— Problem —
Reproduce the data in full, exactly as given, leaving images out.

=======

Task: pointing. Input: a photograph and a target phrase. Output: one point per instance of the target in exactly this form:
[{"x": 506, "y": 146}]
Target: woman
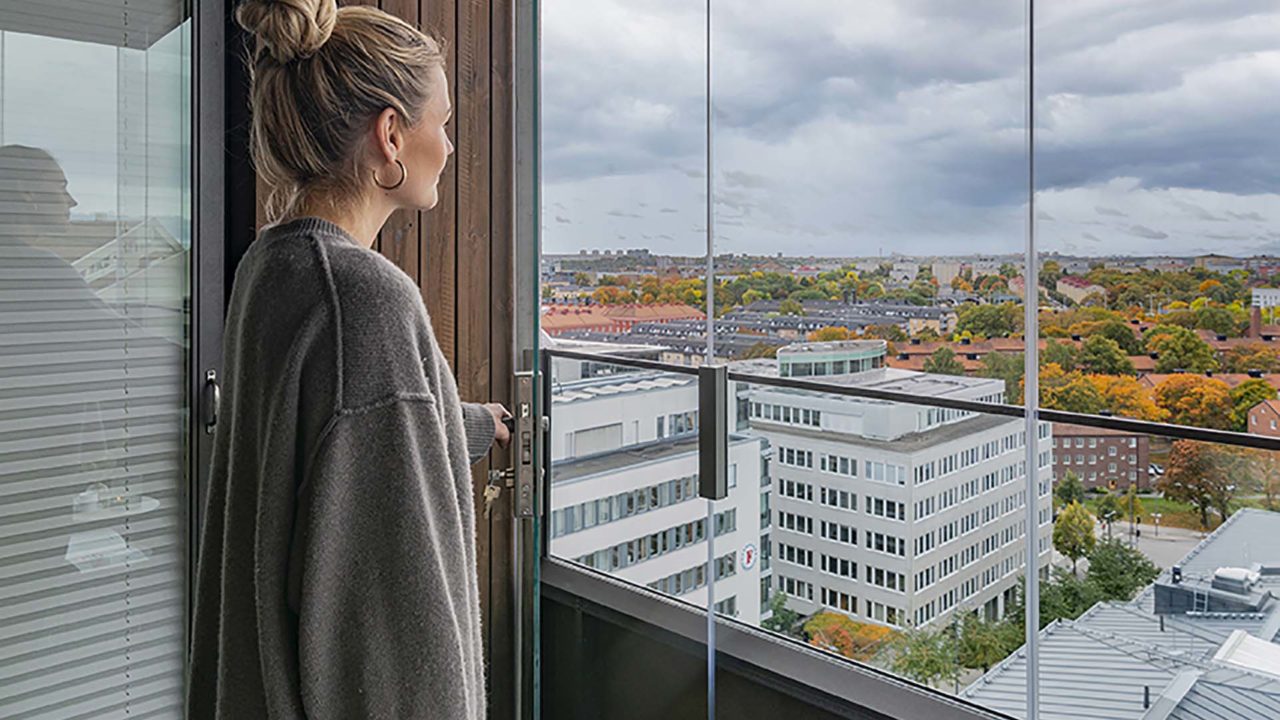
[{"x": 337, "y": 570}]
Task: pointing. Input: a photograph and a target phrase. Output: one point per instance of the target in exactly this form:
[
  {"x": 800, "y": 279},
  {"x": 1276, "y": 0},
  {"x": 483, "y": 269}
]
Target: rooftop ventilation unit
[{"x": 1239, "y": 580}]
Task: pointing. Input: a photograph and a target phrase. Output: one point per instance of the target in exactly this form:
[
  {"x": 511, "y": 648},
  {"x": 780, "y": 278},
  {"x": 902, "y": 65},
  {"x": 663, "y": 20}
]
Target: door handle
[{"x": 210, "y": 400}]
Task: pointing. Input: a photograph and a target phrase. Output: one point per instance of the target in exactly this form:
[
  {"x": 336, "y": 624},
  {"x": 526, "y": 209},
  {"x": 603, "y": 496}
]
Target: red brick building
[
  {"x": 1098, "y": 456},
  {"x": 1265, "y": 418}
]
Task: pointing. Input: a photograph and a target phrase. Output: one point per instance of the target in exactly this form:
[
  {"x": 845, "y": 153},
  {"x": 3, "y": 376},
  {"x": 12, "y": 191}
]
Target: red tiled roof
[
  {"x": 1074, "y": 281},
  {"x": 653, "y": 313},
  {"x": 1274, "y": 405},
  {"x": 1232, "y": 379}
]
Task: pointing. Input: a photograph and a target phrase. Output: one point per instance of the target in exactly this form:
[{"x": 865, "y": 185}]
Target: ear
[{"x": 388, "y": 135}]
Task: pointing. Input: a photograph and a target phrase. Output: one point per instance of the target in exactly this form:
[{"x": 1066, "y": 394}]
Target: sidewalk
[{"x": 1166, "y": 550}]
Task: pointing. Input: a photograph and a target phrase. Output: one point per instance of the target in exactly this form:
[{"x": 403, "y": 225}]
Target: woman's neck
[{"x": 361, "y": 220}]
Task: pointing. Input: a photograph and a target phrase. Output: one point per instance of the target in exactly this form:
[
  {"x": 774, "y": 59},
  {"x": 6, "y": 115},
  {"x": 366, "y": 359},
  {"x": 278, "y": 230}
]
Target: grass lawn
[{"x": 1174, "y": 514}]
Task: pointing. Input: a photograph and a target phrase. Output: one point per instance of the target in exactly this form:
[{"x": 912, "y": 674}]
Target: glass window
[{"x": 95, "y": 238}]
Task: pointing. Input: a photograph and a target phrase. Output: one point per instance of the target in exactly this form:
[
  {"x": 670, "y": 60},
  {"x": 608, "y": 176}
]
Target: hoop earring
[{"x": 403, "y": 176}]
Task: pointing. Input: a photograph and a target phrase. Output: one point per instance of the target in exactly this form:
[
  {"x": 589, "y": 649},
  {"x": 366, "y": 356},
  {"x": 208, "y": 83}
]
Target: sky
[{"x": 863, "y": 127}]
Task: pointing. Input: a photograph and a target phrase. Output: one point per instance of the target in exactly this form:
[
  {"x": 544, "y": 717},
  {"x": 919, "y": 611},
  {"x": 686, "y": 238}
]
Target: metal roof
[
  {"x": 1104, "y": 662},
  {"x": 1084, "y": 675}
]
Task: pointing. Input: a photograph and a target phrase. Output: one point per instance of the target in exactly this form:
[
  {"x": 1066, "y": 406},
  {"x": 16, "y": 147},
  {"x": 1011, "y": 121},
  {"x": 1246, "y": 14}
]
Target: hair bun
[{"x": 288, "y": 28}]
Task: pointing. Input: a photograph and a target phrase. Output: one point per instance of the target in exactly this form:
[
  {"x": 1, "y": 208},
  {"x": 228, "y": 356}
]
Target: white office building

=======

— Solution to this task —
Task: pointing. Input: a photograph and a target phrase. Output: one point per instance of the target in exactly this form:
[{"x": 506, "y": 146}]
Target: woman
[{"x": 337, "y": 570}]
Task: pointing. Input: a photograph and a target phrase. Output: one point per instance of the target in exactly this form:
[
  {"x": 800, "y": 279},
  {"x": 1276, "y": 0},
  {"x": 483, "y": 269}
]
Target: rooftop ventilation unit
[{"x": 1239, "y": 580}]
Task: pointing. Input: a photograph and a target phrase. Output: one point per instance of the target in exactly this form:
[
  {"x": 511, "y": 648},
  {"x": 780, "y": 278},
  {"x": 902, "y": 65},
  {"x": 663, "y": 20}
]
Target: door handle
[{"x": 210, "y": 400}]
Task: pointing. Input: a photograph and a target phrase. Output: one point per instance of the target in exactly this form:
[
  {"x": 336, "y": 624},
  {"x": 526, "y": 209},
  {"x": 603, "y": 496}
]
Target: red brick building
[
  {"x": 1098, "y": 456},
  {"x": 1265, "y": 418}
]
Task: pointing. Input: a photograph and a target phrase. Output: one point per instance of the target in exactly this form:
[
  {"x": 845, "y": 153},
  {"x": 3, "y": 376},
  {"x": 12, "y": 191}
]
Target: red tiled roof
[
  {"x": 1074, "y": 281},
  {"x": 653, "y": 313},
  {"x": 1274, "y": 405},
  {"x": 1232, "y": 379}
]
Task: pointing. Input: a photograph and a target phrase. Output: one point per instance of the target in exactly this form:
[{"x": 865, "y": 185}]
Target: ear
[{"x": 388, "y": 135}]
Task: pointing. Input: a photograph and a target phrase. Output: one point per instance of the target in exactly this form:
[{"x": 1066, "y": 394}]
Target: sidewalk
[{"x": 1166, "y": 550}]
Task: pointing. Input: a photograph and a target phrase. Output: one point per instance of the target in exactly this form:
[{"x": 403, "y": 225}]
Target: woman's neck
[{"x": 361, "y": 220}]
Task: pointing. Input: a photograph and a target phrase. Output: one point per instance of the target in exactly this form:
[
  {"x": 774, "y": 59},
  {"x": 6, "y": 115},
  {"x": 366, "y": 359},
  {"x": 278, "y": 230}
]
Target: grass lawn
[{"x": 1174, "y": 514}]
Task: pointing. Input: a photograph and a target phrase. Output: one point per instance of the target in exactly this form:
[{"x": 912, "y": 674}]
Target: glass window
[{"x": 95, "y": 238}]
Task: pointing. Input: a photograph and a target phrase. Output: one point per instance of the target in exactly this form:
[
  {"x": 670, "y": 60},
  {"x": 608, "y": 176}
]
Target: hoop earring
[{"x": 403, "y": 176}]
Task: pointing. Input: a photograph and a target phrase. Output: one point per instance of the target in exactly this form:
[
  {"x": 589, "y": 649},
  {"x": 366, "y": 356},
  {"x": 208, "y": 83}
]
Target: sky
[{"x": 863, "y": 127}]
Task: pointing. Input: a photograph and a target phrase. Output: one point per instance of the target in exactly this form:
[
  {"x": 544, "y": 717},
  {"x": 919, "y": 611},
  {"x": 686, "y": 238}
]
Target: metal roof
[
  {"x": 1104, "y": 662},
  {"x": 1084, "y": 675}
]
Task: pointing. Input: a photograph and a target phrase. Output: one point per instance of the target in exactly this form:
[
  {"x": 1066, "y": 406},
  {"x": 16, "y": 147},
  {"x": 1011, "y": 121},
  {"x": 1246, "y": 14}
]
Target: hair bun
[{"x": 288, "y": 28}]
Task: pointing. Input: a photograph and a target phrase. Output: one point per instance of the target in exactly this form:
[
  {"x": 1, "y": 208},
  {"x": 228, "y": 356}
]
Target: white office building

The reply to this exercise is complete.